**Task to carry out**
Present every line of the entries below as a numbered list, skipping any blank lines.

# # # # #

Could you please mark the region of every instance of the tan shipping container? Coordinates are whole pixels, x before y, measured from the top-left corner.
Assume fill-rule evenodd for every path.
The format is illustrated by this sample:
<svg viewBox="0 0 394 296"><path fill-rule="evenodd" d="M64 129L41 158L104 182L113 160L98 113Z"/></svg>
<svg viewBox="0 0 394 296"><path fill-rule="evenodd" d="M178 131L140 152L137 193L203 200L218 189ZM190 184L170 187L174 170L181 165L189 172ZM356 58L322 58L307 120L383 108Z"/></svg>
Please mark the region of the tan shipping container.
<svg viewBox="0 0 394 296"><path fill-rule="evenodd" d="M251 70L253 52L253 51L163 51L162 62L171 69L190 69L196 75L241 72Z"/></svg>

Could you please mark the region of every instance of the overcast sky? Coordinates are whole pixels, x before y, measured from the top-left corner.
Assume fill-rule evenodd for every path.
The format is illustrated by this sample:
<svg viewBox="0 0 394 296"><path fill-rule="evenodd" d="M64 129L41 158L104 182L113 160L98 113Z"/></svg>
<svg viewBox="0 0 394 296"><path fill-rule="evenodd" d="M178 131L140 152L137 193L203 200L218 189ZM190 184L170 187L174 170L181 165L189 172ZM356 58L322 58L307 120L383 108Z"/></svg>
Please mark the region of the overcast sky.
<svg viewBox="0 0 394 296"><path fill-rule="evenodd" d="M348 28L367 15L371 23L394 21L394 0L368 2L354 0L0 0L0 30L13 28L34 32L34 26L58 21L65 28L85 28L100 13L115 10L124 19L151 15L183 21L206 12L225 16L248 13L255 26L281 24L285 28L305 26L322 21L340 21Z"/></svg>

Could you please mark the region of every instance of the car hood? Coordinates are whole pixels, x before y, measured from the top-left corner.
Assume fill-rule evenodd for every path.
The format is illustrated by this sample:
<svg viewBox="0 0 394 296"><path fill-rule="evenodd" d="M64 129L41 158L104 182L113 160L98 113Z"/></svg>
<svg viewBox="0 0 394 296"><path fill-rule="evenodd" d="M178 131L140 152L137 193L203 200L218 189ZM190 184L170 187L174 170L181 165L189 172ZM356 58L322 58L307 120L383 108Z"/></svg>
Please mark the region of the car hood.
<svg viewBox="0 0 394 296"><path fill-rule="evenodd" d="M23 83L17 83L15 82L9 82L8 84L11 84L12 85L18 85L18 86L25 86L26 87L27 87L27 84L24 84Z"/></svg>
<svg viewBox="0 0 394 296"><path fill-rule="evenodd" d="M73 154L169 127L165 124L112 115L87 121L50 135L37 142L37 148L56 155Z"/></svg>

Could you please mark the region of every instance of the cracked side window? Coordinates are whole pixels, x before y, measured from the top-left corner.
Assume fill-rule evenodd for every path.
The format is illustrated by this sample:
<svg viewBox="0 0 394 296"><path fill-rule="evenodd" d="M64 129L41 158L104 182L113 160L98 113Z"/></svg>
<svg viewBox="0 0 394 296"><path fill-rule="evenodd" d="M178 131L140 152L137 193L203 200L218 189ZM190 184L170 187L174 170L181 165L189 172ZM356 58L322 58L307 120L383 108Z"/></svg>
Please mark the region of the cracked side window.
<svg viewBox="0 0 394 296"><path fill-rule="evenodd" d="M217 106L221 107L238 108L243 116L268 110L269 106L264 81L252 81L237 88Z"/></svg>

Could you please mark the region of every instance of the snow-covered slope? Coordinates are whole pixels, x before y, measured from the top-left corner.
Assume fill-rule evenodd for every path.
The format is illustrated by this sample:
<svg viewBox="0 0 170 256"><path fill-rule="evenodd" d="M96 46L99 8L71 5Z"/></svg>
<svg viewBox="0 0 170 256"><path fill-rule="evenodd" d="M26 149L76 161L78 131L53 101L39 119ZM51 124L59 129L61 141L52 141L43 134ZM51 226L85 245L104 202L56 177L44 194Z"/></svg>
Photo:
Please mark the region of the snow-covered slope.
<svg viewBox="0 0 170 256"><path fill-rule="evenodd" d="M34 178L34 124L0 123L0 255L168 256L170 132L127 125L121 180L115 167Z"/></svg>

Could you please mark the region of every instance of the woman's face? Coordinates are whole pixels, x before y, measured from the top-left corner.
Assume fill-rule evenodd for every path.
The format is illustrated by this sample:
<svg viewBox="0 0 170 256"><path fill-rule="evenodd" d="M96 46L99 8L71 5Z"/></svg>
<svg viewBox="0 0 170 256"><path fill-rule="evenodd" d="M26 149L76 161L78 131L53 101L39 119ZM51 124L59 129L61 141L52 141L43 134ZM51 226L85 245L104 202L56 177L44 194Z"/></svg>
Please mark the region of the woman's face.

# # # # #

**Full solution**
1. Could you please mark the region of every instance of the tan shipping container? Coordinates are whole pixels, x before y, measured from the top-left corner.
2. Assume fill-rule evenodd for every path.
3. The format is illustrated by this sample:
4. <svg viewBox="0 0 394 296"><path fill-rule="evenodd" d="M64 129L41 158L104 182L113 160L98 113Z"/></svg>
5. <svg viewBox="0 0 394 296"><path fill-rule="evenodd" d="M178 131L140 152L137 193L203 200L218 189ZM190 184L170 187L174 170L181 165L189 172ZM356 58L322 58L307 120L383 108Z"/></svg>
6. Please mark the region of the tan shipping container.
7. <svg viewBox="0 0 394 296"><path fill-rule="evenodd" d="M251 70L253 52L253 51L163 51L162 62L171 69L190 69L196 75L241 72Z"/></svg>
8. Could you please mark the region of every instance of the overcast sky? Coordinates are whole pixels, x before y, measured from the top-left corner.
9. Assume fill-rule evenodd for every path.
10. The format is illustrated by this sample:
11. <svg viewBox="0 0 394 296"><path fill-rule="evenodd" d="M64 129L41 158L104 182L113 160L98 113Z"/></svg>
12. <svg viewBox="0 0 394 296"><path fill-rule="evenodd" d="M178 131L140 152L137 193L203 200L218 189ZM190 184L170 187L174 170L181 165L189 172ZM356 58L322 58L307 120L383 108Z"/></svg>
13. Please mark the region of the overcast sky.
14. <svg viewBox="0 0 394 296"><path fill-rule="evenodd" d="M348 28L367 15L371 23L394 21L394 0L368 2L354 0L0 0L0 30L13 28L34 32L34 26L58 21L65 28L85 28L100 13L115 10L124 19L151 15L183 21L206 12L225 16L248 13L255 26L281 24L285 28L305 26L322 21L340 21Z"/></svg>
15. Could you please mark the region of every instance of the car hood? Coordinates are whole pixels, x before y, measured from the top-left corner.
16. Assume fill-rule evenodd for every path.
17. The format is illustrated by this sample:
18. <svg viewBox="0 0 394 296"><path fill-rule="evenodd" d="M64 129L41 158L104 182L113 160L98 113Z"/></svg>
19. <svg viewBox="0 0 394 296"><path fill-rule="evenodd" d="M178 131L140 152L137 193L203 200L218 189ZM190 184L170 187L174 170L181 165L189 172ZM356 58L322 58L307 120L383 108Z"/></svg>
20. Please mark the region of the car hood.
21. <svg viewBox="0 0 394 296"><path fill-rule="evenodd" d="M23 83L17 83L15 82L9 82L8 84L11 84L12 85L18 85L18 86L25 86L26 87L27 87L27 84L24 84Z"/></svg>
22. <svg viewBox="0 0 394 296"><path fill-rule="evenodd" d="M73 154L169 127L165 124L112 115L87 121L50 135L37 142L37 148L56 155Z"/></svg>
23. Could you please mark the region of every instance of the cracked side window? Coordinates are whole pixels, x before y, measured from the top-left corner.
24. Assume fill-rule evenodd for every path.
25. The format is illustrated by this sample:
26. <svg viewBox="0 0 394 296"><path fill-rule="evenodd" d="M64 129L41 158L104 182L113 160L98 113Z"/></svg>
27. <svg viewBox="0 0 394 296"><path fill-rule="evenodd" d="M178 131L140 152L137 193L203 200L218 189ZM190 184L170 187L174 170L181 165L189 172ZM356 58L322 58L307 120L383 108Z"/></svg>
28. Please mark the region of the cracked side window.
29. <svg viewBox="0 0 394 296"><path fill-rule="evenodd" d="M217 106L221 107L238 108L243 116L268 110L269 106L264 81L252 81L237 88Z"/></svg>
30. Could you please mark the region of every instance of the snow-covered slope? Coordinates are whole pixels, x before y, measured from the top-left corner.
31. Assume fill-rule evenodd for every path.
32. The format is illustrated by this sample:
33. <svg viewBox="0 0 170 256"><path fill-rule="evenodd" d="M96 46L99 8L71 5Z"/></svg>
34. <svg viewBox="0 0 170 256"><path fill-rule="evenodd" d="M26 149L76 161L78 131L53 101L39 119ZM51 124L59 129L61 141L52 141L43 134ZM51 226L85 245L104 202L56 177L44 194Z"/></svg>
35. Photo:
36. Please mark the region of the snow-covered slope.
37. <svg viewBox="0 0 170 256"><path fill-rule="evenodd" d="M34 178L34 124L0 123L0 255L168 256L170 132L127 125L121 180L115 167Z"/></svg>
38. Could you please mark the region of every instance of the woman's face? Coordinates are whole pixels, x before y, measured from the top-left corner.
39. Assume fill-rule evenodd for every path.
40. The format is illustrated by this sample:
41. <svg viewBox="0 0 170 256"><path fill-rule="evenodd" d="M96 46L99 8L71 5Z"/></svg>
42. <svg viewBox="0 0 170 256"><path fill-rule="evenodd" d="M26 149L76 161L78 131L53 101L39 119ZM51 124L59 129L61 141L52 141L43 134ZM51 226L85 245L104 202L56 177L44 194Z"/></svg>
43. Please mark the region of the woman's face.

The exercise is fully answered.